_Raw records_
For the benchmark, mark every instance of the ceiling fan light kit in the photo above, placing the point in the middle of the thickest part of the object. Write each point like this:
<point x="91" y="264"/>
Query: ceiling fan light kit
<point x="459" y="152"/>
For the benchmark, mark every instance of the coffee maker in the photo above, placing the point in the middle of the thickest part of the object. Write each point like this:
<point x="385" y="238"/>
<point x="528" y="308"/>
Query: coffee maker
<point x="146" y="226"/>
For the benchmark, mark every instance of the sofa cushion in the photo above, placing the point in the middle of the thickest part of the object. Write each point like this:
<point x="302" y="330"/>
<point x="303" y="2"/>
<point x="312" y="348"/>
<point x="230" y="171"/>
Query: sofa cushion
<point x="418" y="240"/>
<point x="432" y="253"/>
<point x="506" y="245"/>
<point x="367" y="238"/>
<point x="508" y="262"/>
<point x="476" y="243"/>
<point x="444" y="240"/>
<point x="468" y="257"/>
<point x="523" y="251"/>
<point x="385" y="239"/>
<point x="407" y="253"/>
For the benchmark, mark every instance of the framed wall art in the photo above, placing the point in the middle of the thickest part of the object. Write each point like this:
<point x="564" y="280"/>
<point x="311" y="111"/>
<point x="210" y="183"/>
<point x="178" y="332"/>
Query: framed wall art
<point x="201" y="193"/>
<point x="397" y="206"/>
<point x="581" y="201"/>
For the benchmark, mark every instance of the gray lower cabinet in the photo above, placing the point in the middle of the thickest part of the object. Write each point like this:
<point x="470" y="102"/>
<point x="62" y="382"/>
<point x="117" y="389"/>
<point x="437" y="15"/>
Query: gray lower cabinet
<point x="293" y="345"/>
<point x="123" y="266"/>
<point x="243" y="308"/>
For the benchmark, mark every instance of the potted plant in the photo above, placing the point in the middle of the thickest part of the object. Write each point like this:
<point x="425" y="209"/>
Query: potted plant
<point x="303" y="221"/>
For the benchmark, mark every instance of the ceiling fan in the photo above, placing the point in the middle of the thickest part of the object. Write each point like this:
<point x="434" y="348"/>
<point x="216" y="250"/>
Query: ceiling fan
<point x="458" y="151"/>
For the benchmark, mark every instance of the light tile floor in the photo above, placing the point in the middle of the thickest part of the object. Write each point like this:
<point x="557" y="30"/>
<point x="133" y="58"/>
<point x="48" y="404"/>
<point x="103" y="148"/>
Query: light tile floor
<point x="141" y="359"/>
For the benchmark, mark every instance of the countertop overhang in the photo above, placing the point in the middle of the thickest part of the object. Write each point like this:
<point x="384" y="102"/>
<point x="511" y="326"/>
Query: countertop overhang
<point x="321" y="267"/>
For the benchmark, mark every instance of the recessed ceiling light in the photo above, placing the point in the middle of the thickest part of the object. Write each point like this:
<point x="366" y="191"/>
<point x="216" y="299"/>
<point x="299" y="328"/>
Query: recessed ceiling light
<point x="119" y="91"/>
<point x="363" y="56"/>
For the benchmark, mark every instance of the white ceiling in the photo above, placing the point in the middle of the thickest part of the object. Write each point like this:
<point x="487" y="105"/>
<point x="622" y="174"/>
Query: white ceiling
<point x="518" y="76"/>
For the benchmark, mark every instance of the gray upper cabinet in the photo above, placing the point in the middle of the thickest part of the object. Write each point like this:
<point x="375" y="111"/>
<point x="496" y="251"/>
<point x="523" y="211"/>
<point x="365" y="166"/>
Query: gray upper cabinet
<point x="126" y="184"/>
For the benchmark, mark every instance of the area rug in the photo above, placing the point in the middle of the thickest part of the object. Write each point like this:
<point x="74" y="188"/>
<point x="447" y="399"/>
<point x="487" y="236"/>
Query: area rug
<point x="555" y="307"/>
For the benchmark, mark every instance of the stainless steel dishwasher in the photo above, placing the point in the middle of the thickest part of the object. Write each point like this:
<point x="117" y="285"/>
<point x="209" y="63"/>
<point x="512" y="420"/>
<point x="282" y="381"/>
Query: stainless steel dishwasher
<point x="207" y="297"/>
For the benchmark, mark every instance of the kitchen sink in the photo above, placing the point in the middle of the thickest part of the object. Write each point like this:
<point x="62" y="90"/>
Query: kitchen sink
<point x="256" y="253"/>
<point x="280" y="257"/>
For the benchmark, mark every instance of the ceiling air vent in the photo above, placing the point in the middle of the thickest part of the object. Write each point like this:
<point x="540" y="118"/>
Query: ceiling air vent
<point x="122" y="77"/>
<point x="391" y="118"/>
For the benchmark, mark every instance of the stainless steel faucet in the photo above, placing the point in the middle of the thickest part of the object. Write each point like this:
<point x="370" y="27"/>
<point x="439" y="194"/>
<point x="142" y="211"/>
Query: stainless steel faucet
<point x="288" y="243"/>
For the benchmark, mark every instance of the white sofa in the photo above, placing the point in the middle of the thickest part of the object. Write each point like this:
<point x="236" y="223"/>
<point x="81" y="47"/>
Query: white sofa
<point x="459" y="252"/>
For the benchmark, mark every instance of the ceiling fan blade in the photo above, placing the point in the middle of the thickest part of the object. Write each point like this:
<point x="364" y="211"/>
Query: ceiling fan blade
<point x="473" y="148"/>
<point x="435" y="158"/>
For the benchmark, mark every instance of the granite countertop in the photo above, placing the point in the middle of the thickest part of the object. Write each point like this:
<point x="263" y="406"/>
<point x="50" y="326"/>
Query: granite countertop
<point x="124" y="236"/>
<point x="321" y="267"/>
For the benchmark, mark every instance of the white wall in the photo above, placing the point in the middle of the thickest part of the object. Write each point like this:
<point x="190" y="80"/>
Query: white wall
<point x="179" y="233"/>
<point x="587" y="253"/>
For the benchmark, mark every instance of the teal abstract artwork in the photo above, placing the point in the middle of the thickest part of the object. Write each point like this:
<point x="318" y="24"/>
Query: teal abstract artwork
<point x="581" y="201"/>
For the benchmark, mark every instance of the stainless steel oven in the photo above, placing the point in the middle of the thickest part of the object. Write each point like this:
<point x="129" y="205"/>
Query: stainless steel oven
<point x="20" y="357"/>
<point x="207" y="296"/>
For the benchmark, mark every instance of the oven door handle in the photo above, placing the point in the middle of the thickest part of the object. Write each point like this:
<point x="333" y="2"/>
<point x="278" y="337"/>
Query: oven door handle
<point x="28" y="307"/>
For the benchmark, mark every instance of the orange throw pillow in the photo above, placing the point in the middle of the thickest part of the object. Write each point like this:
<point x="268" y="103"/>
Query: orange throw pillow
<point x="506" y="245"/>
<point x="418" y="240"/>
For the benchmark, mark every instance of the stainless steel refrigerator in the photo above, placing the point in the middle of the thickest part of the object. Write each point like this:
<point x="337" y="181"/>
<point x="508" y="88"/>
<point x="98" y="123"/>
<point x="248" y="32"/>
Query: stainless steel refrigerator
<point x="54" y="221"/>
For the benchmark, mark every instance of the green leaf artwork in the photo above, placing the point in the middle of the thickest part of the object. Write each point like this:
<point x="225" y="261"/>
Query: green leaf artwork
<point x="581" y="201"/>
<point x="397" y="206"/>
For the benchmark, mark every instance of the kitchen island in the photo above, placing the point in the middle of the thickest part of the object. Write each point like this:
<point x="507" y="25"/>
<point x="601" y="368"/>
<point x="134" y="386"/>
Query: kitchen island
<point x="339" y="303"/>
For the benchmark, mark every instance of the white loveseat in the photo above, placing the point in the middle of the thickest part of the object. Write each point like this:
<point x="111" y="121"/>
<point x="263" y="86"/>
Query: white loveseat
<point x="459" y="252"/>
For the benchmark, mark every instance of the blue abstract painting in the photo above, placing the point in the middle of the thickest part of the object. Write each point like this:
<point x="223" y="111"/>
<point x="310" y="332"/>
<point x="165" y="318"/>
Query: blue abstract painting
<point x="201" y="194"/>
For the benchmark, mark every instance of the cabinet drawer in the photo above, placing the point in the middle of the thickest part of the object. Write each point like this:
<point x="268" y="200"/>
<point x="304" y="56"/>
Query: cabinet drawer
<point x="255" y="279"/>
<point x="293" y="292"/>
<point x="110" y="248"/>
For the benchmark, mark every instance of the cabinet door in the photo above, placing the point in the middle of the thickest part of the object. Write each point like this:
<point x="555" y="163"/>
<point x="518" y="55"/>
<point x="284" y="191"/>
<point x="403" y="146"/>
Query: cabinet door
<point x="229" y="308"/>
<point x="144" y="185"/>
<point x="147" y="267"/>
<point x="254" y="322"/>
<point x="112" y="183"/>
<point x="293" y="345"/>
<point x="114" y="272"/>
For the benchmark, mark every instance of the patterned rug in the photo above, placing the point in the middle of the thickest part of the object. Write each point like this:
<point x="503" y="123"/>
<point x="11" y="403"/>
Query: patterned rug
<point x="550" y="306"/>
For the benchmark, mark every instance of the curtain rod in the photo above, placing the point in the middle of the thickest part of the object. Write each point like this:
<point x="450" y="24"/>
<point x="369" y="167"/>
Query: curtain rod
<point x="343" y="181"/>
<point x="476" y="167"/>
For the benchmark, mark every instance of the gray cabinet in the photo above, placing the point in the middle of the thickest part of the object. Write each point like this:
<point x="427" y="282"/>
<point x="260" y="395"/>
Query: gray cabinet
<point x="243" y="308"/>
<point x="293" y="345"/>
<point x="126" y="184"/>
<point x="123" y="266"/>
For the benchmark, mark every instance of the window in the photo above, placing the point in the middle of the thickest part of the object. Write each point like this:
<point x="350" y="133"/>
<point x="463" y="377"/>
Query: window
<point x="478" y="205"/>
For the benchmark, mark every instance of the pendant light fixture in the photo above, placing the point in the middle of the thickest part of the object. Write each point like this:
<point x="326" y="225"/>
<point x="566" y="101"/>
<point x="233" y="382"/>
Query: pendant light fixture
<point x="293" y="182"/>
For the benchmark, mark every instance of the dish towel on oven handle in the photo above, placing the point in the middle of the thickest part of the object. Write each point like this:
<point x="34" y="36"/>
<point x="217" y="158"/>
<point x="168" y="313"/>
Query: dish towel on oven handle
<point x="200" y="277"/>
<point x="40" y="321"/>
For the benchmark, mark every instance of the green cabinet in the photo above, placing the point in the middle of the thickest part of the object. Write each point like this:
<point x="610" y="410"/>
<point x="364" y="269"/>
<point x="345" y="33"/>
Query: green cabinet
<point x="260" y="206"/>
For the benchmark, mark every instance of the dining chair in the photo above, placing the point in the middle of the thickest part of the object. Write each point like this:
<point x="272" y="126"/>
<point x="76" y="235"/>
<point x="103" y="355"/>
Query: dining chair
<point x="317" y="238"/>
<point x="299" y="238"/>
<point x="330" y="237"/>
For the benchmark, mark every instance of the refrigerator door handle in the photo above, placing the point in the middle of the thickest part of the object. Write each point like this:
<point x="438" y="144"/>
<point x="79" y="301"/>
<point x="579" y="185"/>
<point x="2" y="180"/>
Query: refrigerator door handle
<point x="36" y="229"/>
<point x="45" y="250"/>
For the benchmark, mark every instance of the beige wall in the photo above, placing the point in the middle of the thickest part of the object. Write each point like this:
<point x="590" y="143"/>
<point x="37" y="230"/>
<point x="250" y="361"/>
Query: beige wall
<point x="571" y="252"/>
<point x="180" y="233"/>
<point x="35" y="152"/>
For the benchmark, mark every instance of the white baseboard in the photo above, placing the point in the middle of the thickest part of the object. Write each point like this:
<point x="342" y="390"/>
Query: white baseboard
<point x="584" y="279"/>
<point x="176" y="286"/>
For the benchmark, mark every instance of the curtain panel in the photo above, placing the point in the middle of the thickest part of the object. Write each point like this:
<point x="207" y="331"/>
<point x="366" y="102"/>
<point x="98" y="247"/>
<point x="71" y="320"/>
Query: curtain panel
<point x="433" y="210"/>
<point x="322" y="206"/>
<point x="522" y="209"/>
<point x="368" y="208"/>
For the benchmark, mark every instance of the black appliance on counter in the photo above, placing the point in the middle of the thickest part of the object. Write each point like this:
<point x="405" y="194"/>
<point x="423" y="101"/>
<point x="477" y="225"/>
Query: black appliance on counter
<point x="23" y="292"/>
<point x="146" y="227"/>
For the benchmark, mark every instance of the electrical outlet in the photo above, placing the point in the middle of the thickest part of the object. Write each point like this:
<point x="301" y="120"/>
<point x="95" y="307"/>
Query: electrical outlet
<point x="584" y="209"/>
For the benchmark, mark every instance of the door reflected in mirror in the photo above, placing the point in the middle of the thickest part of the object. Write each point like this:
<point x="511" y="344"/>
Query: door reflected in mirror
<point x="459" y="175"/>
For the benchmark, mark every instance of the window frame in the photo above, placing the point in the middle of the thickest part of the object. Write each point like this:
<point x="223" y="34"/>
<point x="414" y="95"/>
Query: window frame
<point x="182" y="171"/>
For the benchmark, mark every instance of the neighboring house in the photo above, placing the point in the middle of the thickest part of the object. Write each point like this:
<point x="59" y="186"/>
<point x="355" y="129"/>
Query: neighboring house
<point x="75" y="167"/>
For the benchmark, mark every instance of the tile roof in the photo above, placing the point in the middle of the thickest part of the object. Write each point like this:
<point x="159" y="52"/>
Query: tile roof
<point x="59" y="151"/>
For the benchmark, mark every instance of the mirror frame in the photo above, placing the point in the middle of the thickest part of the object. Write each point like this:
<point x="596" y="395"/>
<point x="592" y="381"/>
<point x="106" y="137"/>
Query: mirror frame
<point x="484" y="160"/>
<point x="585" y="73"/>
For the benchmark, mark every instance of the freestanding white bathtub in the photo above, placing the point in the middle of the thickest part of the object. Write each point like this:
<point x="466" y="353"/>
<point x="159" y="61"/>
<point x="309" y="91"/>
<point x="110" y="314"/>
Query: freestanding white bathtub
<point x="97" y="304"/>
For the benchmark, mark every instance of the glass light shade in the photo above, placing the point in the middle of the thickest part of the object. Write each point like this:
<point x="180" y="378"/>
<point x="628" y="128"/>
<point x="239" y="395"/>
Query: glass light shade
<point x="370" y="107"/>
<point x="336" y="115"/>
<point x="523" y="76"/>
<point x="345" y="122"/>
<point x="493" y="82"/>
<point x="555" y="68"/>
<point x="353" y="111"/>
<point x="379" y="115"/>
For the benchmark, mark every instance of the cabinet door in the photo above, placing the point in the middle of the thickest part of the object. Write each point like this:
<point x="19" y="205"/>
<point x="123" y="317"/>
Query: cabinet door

_Task details_
Copy exactly the line containing "For the benchmark, mark every instance of the freestanding" and every line after it, ending with the last line of the records above.

_Exercise result_
For the benchmark, mark every instance of the freestanding white bathtub in the photo above, placing the point in the middle of the thickest part of the object. Write each point like this:
<point x="466" y="353"/>
<point x="159" y="61"/>
<point x="309" y="91"/>
<point x="110" y="314"/>
Query: freestanding white bathtub
<point x="97" y="304"/>
For the benchmark, mark every instance of the glass light shade in the photo above, placing the point in the middle of the thickest part of the object. Write each point like this:
<point x="180" y="378"/>
<point x="628" y="128"/>
<point x="239" y="395"/>
Query: glass light shade
<point x="370" y="107"/>
<point x="336" y="115"/>
<point x="523" y="76"/>
<point x="345" y="122"/>
<point x="493" y="82"/>
<point x="555" y="68"/>
<point x="353" y="111"/>
<point x="379" y="115"/>
For the benchmark, mark every instance of the cabinet door in the photo above, placing the point in the middle of the thickest part of the object. Write each point like this:
<point x="19" y="205"/>
<point x="123" y="317"/>
Query: cabinet door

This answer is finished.